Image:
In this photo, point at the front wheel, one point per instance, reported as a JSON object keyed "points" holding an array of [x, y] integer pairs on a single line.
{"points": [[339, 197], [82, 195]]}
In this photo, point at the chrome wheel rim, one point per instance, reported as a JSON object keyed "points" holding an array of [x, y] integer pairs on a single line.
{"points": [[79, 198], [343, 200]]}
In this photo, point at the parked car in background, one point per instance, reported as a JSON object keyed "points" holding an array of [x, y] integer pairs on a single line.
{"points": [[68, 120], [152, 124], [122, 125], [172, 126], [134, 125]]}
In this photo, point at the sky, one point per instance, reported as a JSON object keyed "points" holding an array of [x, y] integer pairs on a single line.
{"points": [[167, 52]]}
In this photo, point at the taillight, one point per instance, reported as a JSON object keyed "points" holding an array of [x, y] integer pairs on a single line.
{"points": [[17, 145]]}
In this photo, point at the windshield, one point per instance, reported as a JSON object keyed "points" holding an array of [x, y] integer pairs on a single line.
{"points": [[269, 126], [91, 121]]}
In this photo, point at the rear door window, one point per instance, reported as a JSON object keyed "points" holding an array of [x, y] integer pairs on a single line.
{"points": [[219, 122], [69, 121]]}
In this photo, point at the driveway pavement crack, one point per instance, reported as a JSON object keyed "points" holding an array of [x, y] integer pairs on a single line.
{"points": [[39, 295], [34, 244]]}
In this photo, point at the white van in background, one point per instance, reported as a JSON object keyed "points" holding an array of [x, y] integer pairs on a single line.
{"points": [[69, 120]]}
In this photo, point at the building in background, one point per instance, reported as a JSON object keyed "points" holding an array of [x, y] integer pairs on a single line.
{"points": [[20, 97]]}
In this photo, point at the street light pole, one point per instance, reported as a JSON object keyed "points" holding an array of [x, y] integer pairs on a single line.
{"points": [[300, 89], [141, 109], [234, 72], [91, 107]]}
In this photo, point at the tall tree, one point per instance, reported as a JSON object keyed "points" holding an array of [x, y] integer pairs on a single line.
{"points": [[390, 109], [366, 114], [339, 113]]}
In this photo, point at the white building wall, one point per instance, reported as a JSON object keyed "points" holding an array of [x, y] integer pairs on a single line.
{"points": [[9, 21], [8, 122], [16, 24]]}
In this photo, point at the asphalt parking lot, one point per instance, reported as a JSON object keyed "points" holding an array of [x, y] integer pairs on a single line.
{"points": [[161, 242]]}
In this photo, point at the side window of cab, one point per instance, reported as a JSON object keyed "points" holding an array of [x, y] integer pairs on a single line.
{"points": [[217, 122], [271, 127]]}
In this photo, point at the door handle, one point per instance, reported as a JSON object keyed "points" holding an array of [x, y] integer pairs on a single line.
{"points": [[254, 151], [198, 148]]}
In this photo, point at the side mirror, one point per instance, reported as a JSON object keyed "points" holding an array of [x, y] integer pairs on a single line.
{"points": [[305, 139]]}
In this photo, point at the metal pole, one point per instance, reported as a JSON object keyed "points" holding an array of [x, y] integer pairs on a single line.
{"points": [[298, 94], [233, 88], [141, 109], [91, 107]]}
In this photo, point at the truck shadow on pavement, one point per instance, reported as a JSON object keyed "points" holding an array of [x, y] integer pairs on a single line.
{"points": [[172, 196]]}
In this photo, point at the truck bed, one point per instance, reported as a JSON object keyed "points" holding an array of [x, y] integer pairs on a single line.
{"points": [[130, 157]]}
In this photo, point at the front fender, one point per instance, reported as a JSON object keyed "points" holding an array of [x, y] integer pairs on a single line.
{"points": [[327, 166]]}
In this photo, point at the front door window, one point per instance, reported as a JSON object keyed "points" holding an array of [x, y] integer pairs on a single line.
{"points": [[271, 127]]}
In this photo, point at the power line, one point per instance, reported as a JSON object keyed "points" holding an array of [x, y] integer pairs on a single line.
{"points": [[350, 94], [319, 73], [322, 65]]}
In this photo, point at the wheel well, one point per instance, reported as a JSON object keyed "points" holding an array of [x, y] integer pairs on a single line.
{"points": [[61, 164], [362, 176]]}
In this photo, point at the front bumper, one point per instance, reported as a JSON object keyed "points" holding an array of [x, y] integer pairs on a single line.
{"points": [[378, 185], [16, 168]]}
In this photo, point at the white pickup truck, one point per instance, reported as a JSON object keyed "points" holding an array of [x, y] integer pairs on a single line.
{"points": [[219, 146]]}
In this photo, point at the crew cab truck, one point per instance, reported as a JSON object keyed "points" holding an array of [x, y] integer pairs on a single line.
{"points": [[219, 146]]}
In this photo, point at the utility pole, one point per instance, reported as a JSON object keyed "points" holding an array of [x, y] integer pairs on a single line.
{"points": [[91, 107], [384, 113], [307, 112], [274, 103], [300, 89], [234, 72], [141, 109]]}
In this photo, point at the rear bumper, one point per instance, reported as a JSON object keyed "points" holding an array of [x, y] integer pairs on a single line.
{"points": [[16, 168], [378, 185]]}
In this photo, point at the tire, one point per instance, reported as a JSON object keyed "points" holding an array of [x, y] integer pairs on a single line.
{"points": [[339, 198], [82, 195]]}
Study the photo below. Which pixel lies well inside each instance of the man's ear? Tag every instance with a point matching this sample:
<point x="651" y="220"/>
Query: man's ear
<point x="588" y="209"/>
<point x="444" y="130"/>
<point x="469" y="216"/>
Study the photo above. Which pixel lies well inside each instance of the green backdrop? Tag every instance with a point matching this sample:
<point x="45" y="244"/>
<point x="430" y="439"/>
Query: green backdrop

━━━━

**AIM OF THE TASK:** Report back each line in the material above that contains the string "inside".

**RESPONSE TO THE EXERCISE:**
Study the photo below. Which pixel lies well inside each instance of the man's ear? Tag every instance with a point matching this sample:
Study the photo above. Which pixel lies well inside each instance of the green backdrop? Tag every instance with a point matching this sample:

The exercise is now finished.